§ Stated problem:
Transcribe the full listing below exactly.

§ Location annotation dataset excerpts:
• • • •

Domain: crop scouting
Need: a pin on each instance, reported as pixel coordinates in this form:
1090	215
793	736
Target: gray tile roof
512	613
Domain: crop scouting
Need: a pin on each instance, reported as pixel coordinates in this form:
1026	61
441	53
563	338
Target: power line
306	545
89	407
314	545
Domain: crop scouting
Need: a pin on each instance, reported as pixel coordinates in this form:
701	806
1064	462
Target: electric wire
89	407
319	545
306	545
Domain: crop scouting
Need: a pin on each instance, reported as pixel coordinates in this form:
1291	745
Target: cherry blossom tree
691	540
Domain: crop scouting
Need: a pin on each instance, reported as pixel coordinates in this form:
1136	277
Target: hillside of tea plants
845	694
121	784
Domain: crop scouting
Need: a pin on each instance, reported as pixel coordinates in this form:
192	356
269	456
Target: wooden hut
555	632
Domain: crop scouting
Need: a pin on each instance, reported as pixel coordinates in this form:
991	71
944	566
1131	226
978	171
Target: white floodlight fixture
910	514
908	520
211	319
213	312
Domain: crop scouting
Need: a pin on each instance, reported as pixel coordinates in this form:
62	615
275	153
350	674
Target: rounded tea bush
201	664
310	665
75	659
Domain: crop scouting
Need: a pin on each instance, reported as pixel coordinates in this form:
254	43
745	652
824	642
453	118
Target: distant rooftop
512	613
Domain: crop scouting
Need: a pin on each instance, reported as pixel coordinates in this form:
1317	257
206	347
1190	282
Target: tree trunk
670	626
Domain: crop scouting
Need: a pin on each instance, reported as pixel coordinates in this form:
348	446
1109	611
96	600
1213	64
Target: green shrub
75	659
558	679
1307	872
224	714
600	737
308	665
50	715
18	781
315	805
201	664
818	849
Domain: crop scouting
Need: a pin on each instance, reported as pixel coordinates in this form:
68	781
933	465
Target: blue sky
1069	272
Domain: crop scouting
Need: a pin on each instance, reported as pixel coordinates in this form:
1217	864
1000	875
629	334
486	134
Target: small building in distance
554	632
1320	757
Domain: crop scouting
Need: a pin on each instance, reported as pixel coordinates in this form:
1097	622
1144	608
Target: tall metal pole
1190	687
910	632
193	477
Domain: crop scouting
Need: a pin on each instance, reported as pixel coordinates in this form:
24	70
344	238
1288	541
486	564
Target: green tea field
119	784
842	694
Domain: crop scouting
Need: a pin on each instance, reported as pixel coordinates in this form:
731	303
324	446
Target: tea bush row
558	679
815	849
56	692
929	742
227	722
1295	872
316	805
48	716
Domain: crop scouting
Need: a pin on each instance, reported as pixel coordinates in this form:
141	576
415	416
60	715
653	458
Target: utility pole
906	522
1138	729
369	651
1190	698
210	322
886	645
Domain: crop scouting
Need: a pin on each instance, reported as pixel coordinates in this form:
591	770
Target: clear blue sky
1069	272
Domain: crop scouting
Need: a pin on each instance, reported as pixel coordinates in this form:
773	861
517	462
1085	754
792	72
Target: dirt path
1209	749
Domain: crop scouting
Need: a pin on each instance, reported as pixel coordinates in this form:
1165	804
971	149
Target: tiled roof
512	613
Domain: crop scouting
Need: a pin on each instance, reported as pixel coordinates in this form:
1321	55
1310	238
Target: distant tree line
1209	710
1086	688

• • • •

§ Exercise response:
Domain: crop scouting
Need: a pin on each instance, reported as pixel coordinates in this form:
1090	215
793	736
Target: gray tile roof
512	613
Domain: crop scouting
Need: a pin on each instance, reported as pixel coordinates in this form:
1026	61
441	53
563	338
Target: power line
306	545
89	407
314	545
Domain: crop scouting
Need: a pin on each instance, reported as pixel coordinates in this form:
701	806
1064	462
Target: electric wire
89	407
319	545
306	545
Domain: crop scouting
Need: a pin on each instance, reported as pixel coordinates in this form:
1291	745
Target: cherry blossom tree
691	540
Domain: crop scouting
Need: a pin on each instance, reported as pixel coordinates in this form:
1136	277
Target: hillside of tea plants
845	694
121	784
Domain: crop scouting
Need: a pin on each instance, reported as pixel coordinates in this form:
192	356
269	456
Target: wooden hut
555	632
Domain: crop scouting
Need: a pin on each instance, reported as pixel coordinates in this form:
991	71
944	566
1131	226
978	171
Target: white floodlight fixture
910	514
908	520
211	319
213	312
Domain: crop scouting
Need: a pin on each instance, reported as pixel coordinates in this form:
62	615
275	153
350	674
Target: rounded tea bush
201	664
310	665
75	659
Domain: crop scouting
Need: a pin on each instance, reported as pixel coordinates in this form:
254	43
745	652
824	642
453	118
Target: distant rooftop
512	613
Domain: crop scouting
Need: a pin on each instance, reported as pixel coordinates in this form:
1317	257
206	347
1190	282
Target: tree trunk
670	626
Domain: crop scouting
Need: a pin on each instance, reported as pixel coordinates in this form:
348	446
1109	611
96	600
1213	64
Target: green shrub
75	659
558	679
1307	872
224	714
600	737
308	665
50	715
18	781
315	805
201	664
818	849
Domain: crop scouting
Need: a pin on each instance, reported as pixel coordinates in this form:
68	781
933	465
Target: blue sky
1069	272
Domain: crop scouting
Need: a pin on each instance, reported as pixel coordinates in this form:
1217	864
1000	875
629	334
486	134
Target: small building in distance
554	632
1320	757
Domain: crop scouting
Need: a pin on each instance, reported as pixel coordinates in this form:
1097	622
1144	608
Target: tall metal pole
1190	687
910	632
193	477
Domain: crop scouting
Need: a pin on each instance, reported as pixel coordinates in this form:
24	70
344	238
1288	541
486	564
Target: green tea field
119	784
842	694
Domain: crop scouting
Need: a pin on each instance, reported as pixel coordinates in this form:
731	303
324	446
Target: tea bush row
558	679
815	849
56	692
929	742
227	722
1295	872
316	805
48	716
Domain: crop scouting
Need: a pin on each instance, reported as pixel coordinates in this form:
141	576
415	416
60	715
653	458
Target: utility pole
906	522
1138	729
369	651
1190	698
210	322
886	645
Domain: crop scouting
Need: a pin on each instance, reported as pixel coordinates in this form:
591	770
Target: clear blue sky
1069	272
Domain: crop scouting
Need: a pin on each instance, reported as pixel coordinates in this form:
773	861
517	462
1085	754
792	72
Target: dirt path
1209	749
Domain: crop scouting
Need: a pin on each instance, reported as pixel coordinates in this form:
1165	804
971	149
Target: tiled roof
512	613
Domain: crop scouting
Need: a pin on each instance, reported as pixel coordinates in this form:
1321	55
1310	238
Target: distant tree line
1209	710
1086	688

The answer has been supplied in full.